Work item -> Restate exactly the lines that run from the start of the records below to the line containing "Reviewer note: every instance of the riverbed", counting both ends, and nothing else; pictures stay out.

[[ Records to process, beginning ]]

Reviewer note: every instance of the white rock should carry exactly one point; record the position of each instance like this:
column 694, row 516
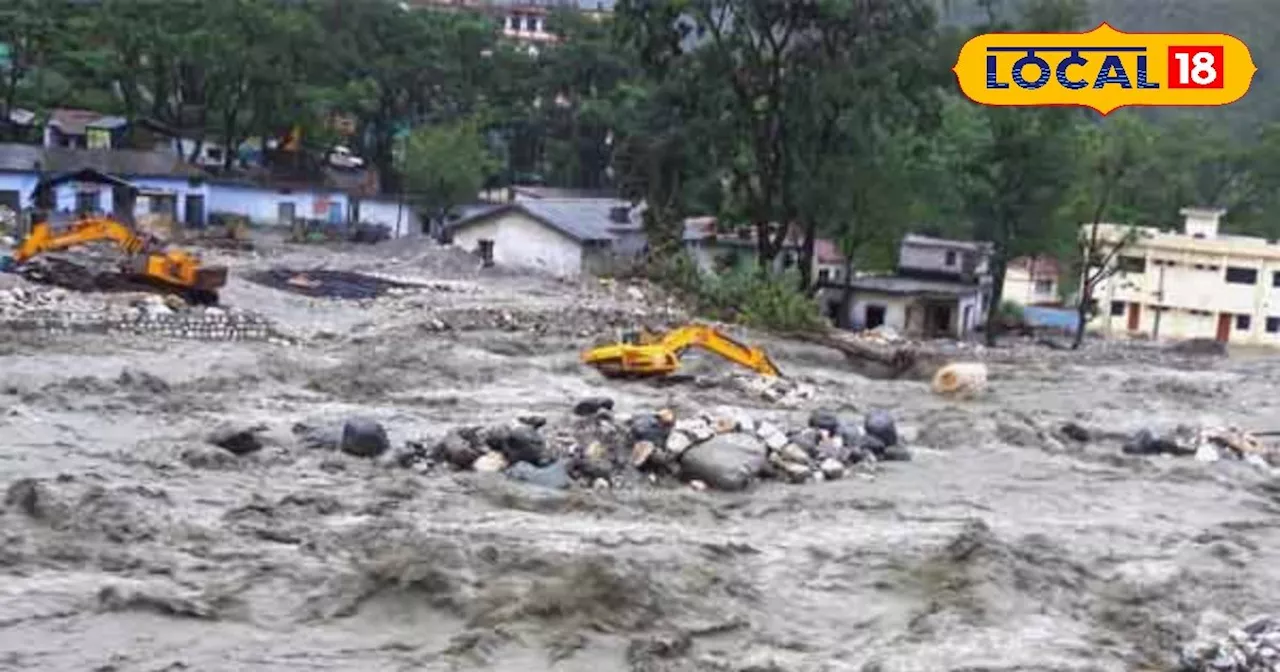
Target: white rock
column 677, row 442
column 832, row 469
column 1207, row 452
column 489, row 462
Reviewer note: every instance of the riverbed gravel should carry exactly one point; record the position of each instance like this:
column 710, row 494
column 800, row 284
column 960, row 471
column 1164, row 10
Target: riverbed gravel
column 1020, row 535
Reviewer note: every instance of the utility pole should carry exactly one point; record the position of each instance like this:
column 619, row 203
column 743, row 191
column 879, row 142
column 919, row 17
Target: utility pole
column 1160, row 301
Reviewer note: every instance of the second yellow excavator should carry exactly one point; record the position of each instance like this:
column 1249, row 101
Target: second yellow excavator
column 146, row 260
column 644, row 353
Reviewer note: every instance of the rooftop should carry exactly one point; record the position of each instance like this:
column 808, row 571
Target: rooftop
column 581, row 219
column 16, row 158
column 899, row 284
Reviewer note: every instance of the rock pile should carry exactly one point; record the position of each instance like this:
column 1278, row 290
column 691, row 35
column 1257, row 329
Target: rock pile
column 725, row 448
column 55, row 310
column 1253, row 647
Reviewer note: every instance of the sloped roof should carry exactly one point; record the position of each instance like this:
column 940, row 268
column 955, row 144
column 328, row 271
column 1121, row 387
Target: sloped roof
column 17, row 158
column 73, row 122
column 581, row 219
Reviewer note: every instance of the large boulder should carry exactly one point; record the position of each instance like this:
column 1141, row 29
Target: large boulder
column 725, row 462
column 362, row 437
column 881, row 425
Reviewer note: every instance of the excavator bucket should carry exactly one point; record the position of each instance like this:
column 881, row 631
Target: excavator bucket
column 210, row 278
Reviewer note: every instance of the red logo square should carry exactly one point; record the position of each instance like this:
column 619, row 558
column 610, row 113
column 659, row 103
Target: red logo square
column 1196, row 67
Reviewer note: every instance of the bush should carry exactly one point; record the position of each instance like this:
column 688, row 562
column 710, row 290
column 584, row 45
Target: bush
column 743, row 295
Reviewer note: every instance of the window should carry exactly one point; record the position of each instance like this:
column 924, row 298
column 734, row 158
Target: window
column 1238, row 275
column 1132, row 265
column 86, row 201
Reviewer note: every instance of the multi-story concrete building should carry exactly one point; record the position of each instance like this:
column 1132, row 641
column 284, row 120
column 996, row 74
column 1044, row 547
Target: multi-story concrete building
column 1198, row 283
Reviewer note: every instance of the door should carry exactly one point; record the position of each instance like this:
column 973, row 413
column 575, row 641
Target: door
column 195, row 215
column 1224, row 327
column 874, row 316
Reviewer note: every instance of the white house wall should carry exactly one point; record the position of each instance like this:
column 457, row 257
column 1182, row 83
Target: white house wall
column 263, row 205
column 524, row 243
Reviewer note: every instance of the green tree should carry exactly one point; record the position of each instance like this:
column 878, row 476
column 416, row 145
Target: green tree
column 446, row 165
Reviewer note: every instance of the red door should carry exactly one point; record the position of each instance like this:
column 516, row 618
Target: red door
column 1224, row 327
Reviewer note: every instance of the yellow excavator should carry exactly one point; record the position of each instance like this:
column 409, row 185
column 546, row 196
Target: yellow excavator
column 645, row 353
column 146, row 260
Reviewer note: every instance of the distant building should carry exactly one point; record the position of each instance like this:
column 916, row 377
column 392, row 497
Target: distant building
column 1032, row 280
column 562, row 237
column 941, row 288
column 1198, row 283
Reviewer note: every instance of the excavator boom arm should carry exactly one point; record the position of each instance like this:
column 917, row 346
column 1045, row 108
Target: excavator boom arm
column 86, row 231
column 714, row 341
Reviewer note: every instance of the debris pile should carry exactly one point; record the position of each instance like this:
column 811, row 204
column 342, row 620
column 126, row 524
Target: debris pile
column 58, row 311
column 723, row 448
column 1207, row 444
column 325, row 283
column 1255, row 647
column 579, row 320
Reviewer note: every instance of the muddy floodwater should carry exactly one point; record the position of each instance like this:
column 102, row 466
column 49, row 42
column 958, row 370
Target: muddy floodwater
column 132, row 544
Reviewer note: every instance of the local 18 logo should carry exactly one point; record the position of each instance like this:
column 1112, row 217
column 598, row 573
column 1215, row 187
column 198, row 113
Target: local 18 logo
column 1105, row 69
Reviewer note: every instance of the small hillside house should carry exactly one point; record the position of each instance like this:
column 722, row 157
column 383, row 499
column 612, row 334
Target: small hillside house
column 941, row 289
column 562, row 237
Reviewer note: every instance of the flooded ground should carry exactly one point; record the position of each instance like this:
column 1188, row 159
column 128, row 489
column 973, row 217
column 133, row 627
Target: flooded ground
column 132, row 544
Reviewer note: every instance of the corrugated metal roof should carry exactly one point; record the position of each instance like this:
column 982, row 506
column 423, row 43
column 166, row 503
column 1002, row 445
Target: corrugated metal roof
column 17, row 158
column 581, row 219
column 897, row 284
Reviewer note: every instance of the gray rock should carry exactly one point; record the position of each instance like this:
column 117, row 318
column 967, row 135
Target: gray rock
column 520, row 443
column 1077, row 433
column 362, row 437
column 237, row 439
column 593, row 405
column 823, row 419
column 807, row 438
column 726, row 462
column 458, row 449
column 896, row 453
column 871, row 444
column 881, row 425
column 554, row 475
column 648, row 428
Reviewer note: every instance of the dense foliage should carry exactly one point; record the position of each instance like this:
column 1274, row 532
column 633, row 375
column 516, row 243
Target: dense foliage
column 836, row 115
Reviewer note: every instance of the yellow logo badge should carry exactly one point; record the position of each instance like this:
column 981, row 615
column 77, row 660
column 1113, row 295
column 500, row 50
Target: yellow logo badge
column 1105, row 69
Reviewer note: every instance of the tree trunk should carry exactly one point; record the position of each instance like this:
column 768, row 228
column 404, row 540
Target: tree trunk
column 997, row 293
column 846, row 297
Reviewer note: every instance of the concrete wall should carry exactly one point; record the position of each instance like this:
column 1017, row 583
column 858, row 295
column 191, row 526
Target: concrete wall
column 524, row 243
column 1187, row 278
column 1025, row 291
column 263, row 205
column 400, row 218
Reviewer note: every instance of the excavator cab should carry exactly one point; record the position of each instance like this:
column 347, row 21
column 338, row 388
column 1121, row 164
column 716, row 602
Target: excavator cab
column 644, row 353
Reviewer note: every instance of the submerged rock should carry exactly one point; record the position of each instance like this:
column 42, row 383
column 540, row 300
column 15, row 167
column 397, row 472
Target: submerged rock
column 364, row 438
column 726, row 462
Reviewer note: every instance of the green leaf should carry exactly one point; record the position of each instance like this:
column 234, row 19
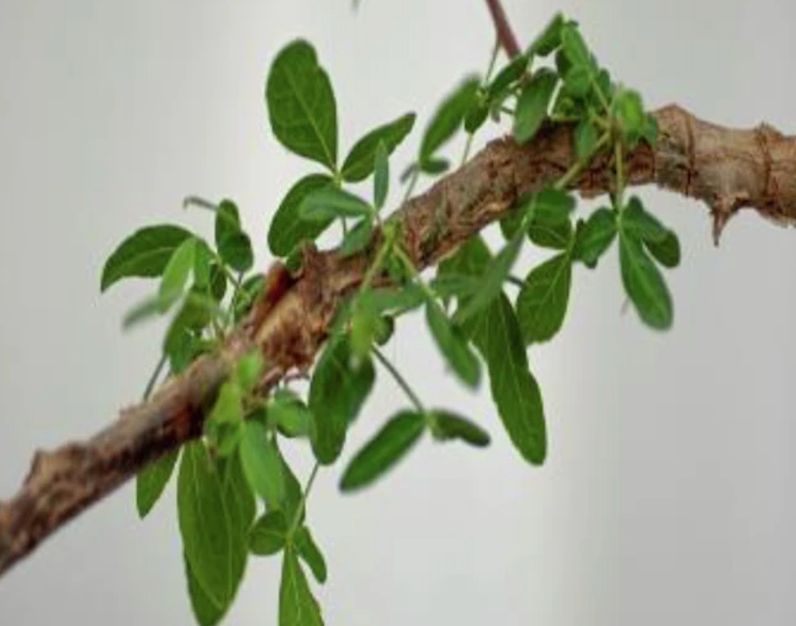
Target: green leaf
column 205, row 524
column 310, row 553
column 585, row 140
column 234, row 246
column 205, row 610
column 595, row 237
column 331, row 202
column 269, row 534
column 644, row 284
column 358, row 238
column 301, row 104
column 381, row 178
column 542, row 302
column 447, row 119
column 448, row 426
column 297, row 606
column 555, row 236
column 552, row 206
column 666, row 252
column 359, row 163
column 152, row 480
column 642, row 225
column 453, row 345
column 261, row 464
column 550, row 38
column 382, row 452
column 337, row 392
column 491, row 281
column 143, row 254
column 533, row 104
column 287, row 229
column 515, row 391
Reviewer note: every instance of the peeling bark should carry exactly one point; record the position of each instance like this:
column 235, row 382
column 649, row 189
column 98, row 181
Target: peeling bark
column 726, row 169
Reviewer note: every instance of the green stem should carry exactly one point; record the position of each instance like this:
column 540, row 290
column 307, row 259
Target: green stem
column 150, row 386
column 402, row 383
column 303, row 502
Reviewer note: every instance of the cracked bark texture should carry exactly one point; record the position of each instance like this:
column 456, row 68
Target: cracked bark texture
column 727, row 169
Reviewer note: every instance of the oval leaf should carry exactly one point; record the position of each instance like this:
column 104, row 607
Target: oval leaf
column 389, row 445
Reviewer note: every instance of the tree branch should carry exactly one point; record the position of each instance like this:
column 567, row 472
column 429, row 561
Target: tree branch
column 503, row 28
column 725, row 168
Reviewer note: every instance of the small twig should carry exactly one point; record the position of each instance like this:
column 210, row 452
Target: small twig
column 503, row 28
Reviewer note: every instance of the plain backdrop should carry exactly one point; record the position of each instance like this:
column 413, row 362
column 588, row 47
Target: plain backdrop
column 669, row 492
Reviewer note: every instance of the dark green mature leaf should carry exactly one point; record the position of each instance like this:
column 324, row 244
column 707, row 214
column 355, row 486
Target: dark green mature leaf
column 310, row 553
column 205, row 610
column 542, row 302
column 595, row 237
column 301, row 104
column 269, row 534
column 331, row 202
column 491, row 281
column 555, row 236
column 152, row 480
column 666, row 252
column 447, row 119
column 515, row 391
column 143, row 254
column 533, row 104
column 453, row 345
column 449, row 426
column 205, row 524
column 359, row 163
column 234, row 245
column 550, row 38
column 297, row 606
column 261, row 464
column 644, row 284
column 287, row 229
column 642, row 225
column 381, row 177
column 384, row 450
column 337, row 392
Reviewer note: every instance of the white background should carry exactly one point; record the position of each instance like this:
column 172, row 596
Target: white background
column 669, row 492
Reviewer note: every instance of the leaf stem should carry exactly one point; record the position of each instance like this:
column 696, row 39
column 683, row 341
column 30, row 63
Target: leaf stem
column 402, row 383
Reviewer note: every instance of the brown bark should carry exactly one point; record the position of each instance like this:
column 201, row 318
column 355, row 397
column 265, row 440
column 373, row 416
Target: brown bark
column 725, row 168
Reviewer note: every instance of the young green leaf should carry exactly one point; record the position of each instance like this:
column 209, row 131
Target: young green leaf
column 234, row 245
column 143, row 254
column 447, row 120
column 261, row 464
column 667, row 251
column 381, row 178
column 152, row 480
column 297, row 606
column 542, row 302
column 310, row 553
column 269, row 534
column 331, row 202
column 301, row 104
column 644, row 284
column 287, row 229
column 453, row 345
column 533, row 104
column 360, row 161
column 595, row 237
column 205, row 525
column 550, row 37
column 389, row 446
column 337, row 392
column 449, row 426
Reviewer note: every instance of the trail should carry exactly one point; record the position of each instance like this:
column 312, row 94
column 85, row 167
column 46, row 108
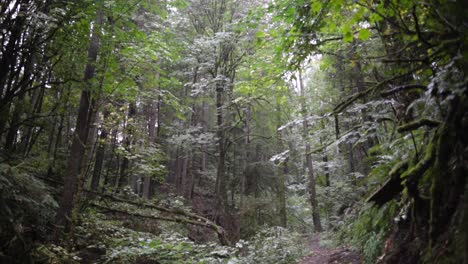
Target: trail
column 322, row 255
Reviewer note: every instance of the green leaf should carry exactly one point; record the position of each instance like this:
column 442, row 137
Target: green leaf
column 364, row 34
column 316, row 6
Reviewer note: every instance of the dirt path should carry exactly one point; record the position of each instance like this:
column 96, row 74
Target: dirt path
column 322, row 255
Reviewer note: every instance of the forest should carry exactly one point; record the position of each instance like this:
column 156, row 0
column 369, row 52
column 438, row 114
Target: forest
column 234, row 131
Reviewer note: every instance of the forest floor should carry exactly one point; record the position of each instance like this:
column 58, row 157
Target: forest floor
column 323, row 255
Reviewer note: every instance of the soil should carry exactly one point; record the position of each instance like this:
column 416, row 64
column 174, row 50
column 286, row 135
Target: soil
column 323, row 255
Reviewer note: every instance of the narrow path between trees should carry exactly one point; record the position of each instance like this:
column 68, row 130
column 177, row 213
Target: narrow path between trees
column 323, row 255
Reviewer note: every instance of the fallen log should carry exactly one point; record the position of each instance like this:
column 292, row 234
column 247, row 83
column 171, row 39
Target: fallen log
column 187, row 217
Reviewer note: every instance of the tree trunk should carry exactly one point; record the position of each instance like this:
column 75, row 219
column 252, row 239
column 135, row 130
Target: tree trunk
column 100, row 154
column 80, row 135
column 309, row 164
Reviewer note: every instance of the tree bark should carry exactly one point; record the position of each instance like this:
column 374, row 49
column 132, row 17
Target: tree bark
column 80, row 135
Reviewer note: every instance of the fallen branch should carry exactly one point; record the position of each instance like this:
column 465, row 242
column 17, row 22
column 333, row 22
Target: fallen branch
column 403, row 88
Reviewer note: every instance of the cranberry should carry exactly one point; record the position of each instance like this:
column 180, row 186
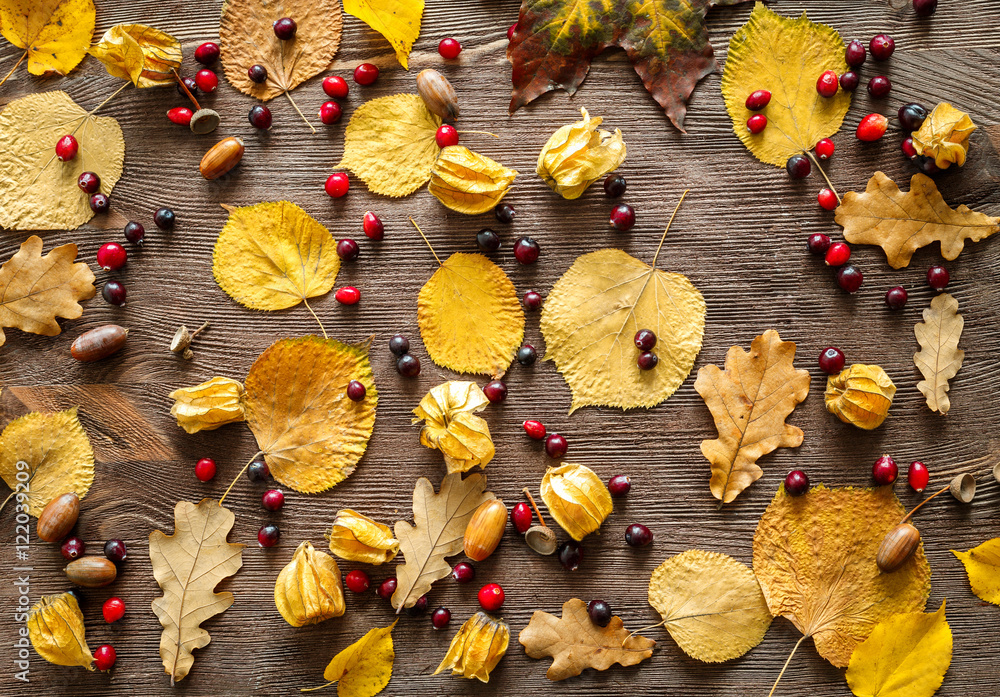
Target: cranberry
column 831, row 360
column 885, row 470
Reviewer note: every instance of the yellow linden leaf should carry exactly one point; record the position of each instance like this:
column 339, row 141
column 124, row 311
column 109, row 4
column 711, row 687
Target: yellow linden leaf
column 311, row 433
column 271, row 256
column 710, row 603
column 906, row 655
column 51, row 451
column 594, row 310
column 37, row 191
column 468, row 182
column 784, row 56
column 982, row 563
column 396, row 20
column 55, row 34
column 469, row 316
column 390, row 144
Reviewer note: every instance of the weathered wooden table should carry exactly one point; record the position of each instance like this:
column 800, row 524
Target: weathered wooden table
column 740, row 237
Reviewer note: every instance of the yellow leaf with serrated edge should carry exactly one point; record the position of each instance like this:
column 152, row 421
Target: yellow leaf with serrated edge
column 53, row 451
column 37, row 191
column 311, row 433
column 397, row 20
column 390, row 144
column 982, row 564
column 469, row 316
column 55, row 627
column 143, row 55
column 594, row 310
column 814, row 556
column 906, row 655
column 55, row 34
column 710, row 603
column 467, row 182
column 784, row 56
column 271, row 256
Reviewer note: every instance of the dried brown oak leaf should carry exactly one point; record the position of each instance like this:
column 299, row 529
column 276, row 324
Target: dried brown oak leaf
column 814, row 556
column 36, row 289
column 903, row 223
column 576, row 643
column 750, row 401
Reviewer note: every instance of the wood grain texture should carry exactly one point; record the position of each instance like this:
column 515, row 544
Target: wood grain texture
column 740, row 237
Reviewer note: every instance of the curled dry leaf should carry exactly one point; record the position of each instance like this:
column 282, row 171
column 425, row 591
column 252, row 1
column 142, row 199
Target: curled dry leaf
column 784, row 56
column 477, row 648
column 55, row 627
column 390, row 144
column 814, row 557
column 939, row 358
column 309, row 590
column 438, row 529
column 906, row 655
column 360, row 539
column 188, row 565
column 451, row 425
column 577, row 498
column 469, row 316
column 467, row 182
column 37, row 191
column 750, row 401
column 903, row 223
column 710, row 603
column 57, row 455
column 576, row 643
column 271, row 256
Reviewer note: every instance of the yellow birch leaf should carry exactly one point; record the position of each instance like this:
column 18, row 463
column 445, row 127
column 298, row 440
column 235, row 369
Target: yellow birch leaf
column 311, row 433
column 784, row 56
column 55, row 627
column 814, row 556
column 710, row 603
column 390, row 144
column 906, row 655
column 37, row 191
column 272, row 256
column 750, row 401
column 467, row 182
column 469, row 316
column 939, row 358
column 55, row 34
column 187, row 566
column 982, row 564
column 56, row 454
column 594, row 310
column 396, row 20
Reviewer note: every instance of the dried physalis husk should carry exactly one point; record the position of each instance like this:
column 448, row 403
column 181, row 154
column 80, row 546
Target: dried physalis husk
column 209, row 405
column 55, row 627
column 579, row 154
column 860, row 395
column 451, row 425
column 577, row 498
column 360, row 539
column 944, row 135
column 468, row 182
column 477, row 648
column 308, row 589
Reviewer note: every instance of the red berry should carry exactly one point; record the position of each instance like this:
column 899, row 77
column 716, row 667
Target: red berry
column 491, row 597
column 204, row 469
column 357, row 581
column 113, row 610
column 449, row 49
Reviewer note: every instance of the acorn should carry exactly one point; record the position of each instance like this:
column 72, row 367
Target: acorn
column 59, row 517
column 485, row 529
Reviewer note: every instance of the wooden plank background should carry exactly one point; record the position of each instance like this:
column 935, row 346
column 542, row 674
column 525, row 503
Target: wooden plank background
column 740, row 237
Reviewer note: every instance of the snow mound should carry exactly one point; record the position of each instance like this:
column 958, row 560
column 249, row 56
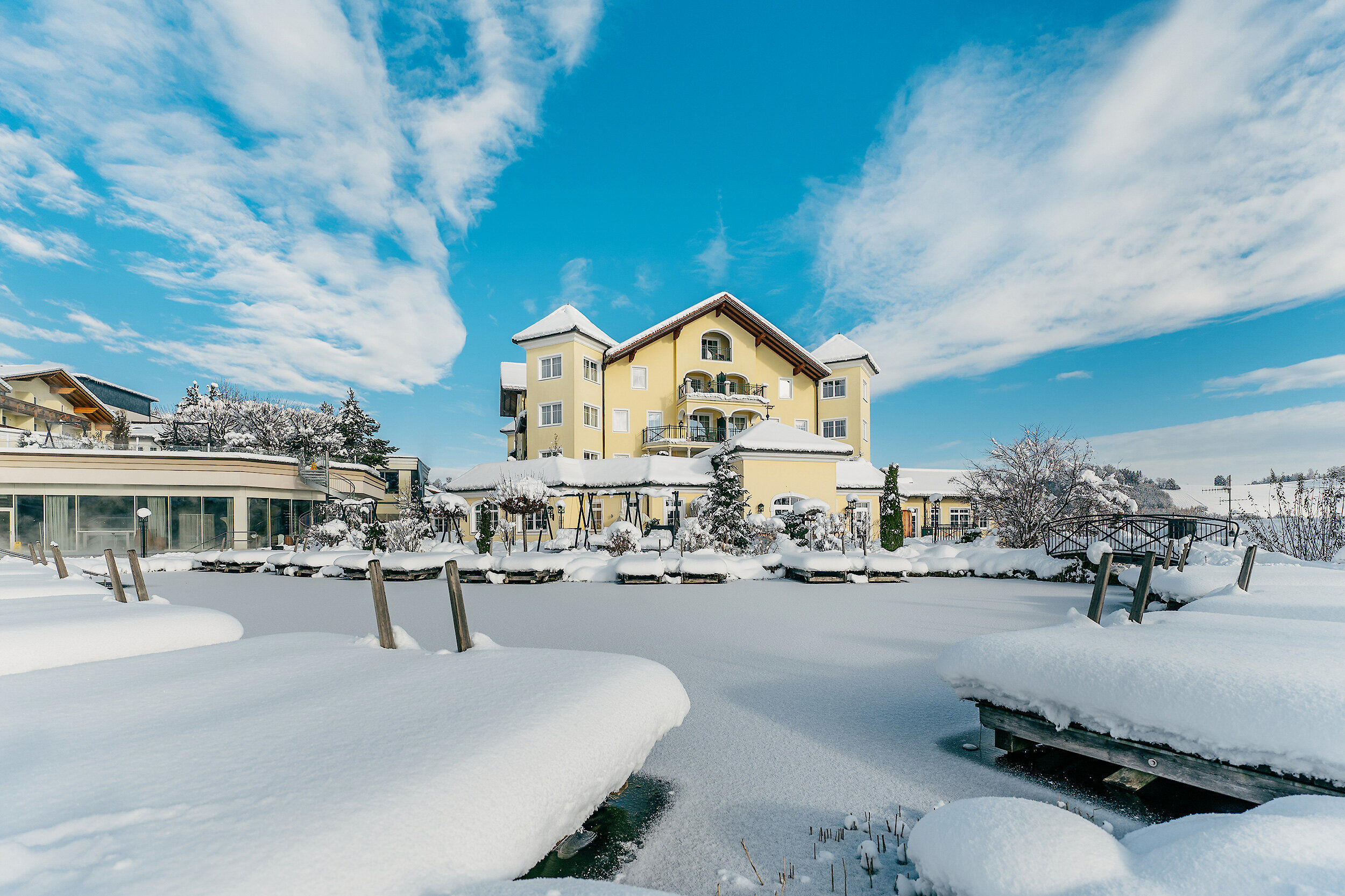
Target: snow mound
column 308, row 763
column 1001, row 845
column 1242, row 689
column 44, row 632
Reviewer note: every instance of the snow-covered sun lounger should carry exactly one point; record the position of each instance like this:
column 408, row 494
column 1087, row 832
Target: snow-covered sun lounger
column 532, row 568
column 401, row 565
column 313, row 763
column 44, row 632
column 639, row 570
column 1243, row 691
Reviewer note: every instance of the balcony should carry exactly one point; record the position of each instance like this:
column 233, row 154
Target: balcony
column 695, row 433
column 730, row 390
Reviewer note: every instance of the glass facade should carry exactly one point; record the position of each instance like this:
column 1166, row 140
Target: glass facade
column 90, row 524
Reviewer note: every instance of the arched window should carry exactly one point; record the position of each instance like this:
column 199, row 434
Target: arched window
column 716, row 346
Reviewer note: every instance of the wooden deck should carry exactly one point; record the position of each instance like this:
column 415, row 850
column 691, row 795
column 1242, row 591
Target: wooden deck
column 1141, row 762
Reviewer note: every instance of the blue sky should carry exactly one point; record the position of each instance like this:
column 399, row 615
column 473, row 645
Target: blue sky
column 1110, row 218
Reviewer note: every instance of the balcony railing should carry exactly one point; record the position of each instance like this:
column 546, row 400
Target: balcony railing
column 728, row 389
column 684, row 432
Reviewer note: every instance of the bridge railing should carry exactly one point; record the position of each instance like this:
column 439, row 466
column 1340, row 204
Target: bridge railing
column 1134, row 533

[[ Records to process, end ]]

Reply ->
Reviewer note: every instance of the white rock should carry exactly one point; record the position of each instance like this:
column 694, row 516
Target: white rock
column 677, row 442
column 832, row 469
column 1207, row 452
column 489, row 462
Reviewer note: every instance of the riverbed gravel should carry exactly one point; record the position of each instance like this:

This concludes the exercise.